_Text excerpt_.

-- BEGIN --

Integral with sine(x) and x multiplied

[gfd43tg]

Homework Statement

I'm doing a physics problem, but I'm stuck on the math part. My integral is

$$ \frac {2 \sqrt {15}}{a^{3}} \int_{0}^{a} \hspace{0.01 in} sin(\frac {n \pi}{a} x)x(a-x) dx $$
Where $a$ is a constant, and $n = 1,2,3,...$

Homework Equations

The Attempt at a Solution

I will separate these into two integrals

$$ \frac {2 \sqrt {15}}{a^{3}} \Big [ \int_{0}^{a} ax \hspace{0.01 in} sin(\frac {n \pi}{a}x) dx - \int_{0}^{a} x^{2} \hspace {0.01 in} sin( \frac {n \pi}{a} x) \Big ] dx $$

But from here, I know I could look up on the internet some sort of integral table, but the one I found

Is this integral reasonable to solve by hand, or is it just better to use the table?

-- END --

_Complete the following_.
#1 Answer these questions about the integral post, one line each:
(a) What part of the physics problem is the poster stuck on?
(b) What values can n take?
(c) What does the poster say they will do first in the attempt at a solution?
#2 Repeat the part of the integral post that begins at the words "I will separate" and stops after "use the table?".
#3 In the integral post, rewrite the paragraph that begins "Is this integral reasonable" more briefly.
The entries after this point are separate material with no tie to the integral post.

_Entries_.
-- BEGIN --

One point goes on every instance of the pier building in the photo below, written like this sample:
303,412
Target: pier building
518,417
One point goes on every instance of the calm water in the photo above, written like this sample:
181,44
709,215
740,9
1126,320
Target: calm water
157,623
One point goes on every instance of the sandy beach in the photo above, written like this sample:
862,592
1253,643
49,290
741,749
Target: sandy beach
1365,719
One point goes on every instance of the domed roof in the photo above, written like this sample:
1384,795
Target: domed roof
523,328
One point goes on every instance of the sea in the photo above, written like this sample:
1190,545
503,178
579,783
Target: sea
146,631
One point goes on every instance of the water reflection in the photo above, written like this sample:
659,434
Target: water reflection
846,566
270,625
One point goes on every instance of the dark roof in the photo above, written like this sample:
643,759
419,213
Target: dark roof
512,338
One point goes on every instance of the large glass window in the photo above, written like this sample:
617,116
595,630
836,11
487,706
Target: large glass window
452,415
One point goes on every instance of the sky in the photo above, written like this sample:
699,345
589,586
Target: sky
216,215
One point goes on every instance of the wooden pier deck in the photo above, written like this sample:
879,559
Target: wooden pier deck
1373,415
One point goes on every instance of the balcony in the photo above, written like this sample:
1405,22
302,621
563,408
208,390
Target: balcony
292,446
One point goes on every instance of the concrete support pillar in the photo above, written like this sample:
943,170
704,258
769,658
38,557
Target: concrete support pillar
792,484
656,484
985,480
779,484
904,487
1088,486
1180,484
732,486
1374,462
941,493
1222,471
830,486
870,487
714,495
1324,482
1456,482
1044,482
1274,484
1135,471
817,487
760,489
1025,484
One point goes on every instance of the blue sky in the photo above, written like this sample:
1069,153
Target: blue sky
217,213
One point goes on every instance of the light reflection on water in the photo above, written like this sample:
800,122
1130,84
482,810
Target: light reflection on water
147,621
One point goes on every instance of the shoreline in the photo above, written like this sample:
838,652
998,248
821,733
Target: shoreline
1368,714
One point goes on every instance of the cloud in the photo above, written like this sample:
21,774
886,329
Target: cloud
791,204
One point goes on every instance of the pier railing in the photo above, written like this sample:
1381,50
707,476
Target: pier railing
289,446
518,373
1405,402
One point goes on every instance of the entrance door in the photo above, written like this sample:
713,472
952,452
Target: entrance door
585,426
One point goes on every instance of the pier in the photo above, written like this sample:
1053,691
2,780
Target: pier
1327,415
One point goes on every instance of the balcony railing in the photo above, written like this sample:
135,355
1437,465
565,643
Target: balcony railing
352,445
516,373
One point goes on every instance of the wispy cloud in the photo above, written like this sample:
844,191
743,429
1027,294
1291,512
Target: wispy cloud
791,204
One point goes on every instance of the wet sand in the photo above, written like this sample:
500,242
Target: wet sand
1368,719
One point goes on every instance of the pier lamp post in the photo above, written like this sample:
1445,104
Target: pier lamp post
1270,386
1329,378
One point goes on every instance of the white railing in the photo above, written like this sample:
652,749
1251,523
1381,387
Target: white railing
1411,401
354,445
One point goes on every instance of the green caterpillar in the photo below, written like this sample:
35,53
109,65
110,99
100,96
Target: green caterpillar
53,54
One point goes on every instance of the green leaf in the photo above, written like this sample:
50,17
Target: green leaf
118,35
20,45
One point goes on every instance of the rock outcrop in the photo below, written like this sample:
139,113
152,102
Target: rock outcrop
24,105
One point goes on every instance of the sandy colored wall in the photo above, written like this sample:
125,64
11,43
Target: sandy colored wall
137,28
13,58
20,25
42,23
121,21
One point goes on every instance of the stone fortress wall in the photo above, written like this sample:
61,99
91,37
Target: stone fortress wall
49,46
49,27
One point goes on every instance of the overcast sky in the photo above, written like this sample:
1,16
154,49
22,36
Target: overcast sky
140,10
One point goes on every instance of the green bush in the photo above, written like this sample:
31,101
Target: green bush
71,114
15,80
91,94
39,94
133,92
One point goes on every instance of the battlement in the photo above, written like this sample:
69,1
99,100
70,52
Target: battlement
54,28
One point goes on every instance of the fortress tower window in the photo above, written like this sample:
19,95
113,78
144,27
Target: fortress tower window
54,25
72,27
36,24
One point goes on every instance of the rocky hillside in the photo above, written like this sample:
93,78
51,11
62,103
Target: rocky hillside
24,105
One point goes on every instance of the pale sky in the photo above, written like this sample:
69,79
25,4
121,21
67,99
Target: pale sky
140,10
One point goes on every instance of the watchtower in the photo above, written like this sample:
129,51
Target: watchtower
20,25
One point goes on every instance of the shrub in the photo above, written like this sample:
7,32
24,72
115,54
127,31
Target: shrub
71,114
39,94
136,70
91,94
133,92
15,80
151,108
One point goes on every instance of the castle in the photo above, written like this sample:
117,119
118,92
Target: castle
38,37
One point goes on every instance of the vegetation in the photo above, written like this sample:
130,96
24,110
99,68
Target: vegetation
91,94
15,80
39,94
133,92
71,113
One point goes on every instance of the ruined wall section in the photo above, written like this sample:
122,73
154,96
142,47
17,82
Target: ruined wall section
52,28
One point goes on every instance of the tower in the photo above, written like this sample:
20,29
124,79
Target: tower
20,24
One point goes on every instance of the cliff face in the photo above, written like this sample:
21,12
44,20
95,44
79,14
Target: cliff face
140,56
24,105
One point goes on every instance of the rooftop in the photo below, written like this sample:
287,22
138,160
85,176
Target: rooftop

-- END --

_Answers in order_.
#1
(a) The math part.
(b) 1, 2, 3, and so on.
(c) Separate it into two integrals.

#2
I will separate these into two integrals

$$ \frac {2 \sqrt {15}}{a^{3}} \Big [ \int_{0}^{a} ax \hspace{0.01 in} sin(\frac {n \pi}{a}x) dx - \int_{0}^{a} x^{2} \hspace {0.01 in} sin( \frac {n \pi}{a} x) \Big ] dx $$

But from here, I know I could look up on the internet some sort of integral table, but the one I found

Is this integral reasonable to solve by hand, or is it just better to use the table?

#3 Should this integral be solved by hand or with a table?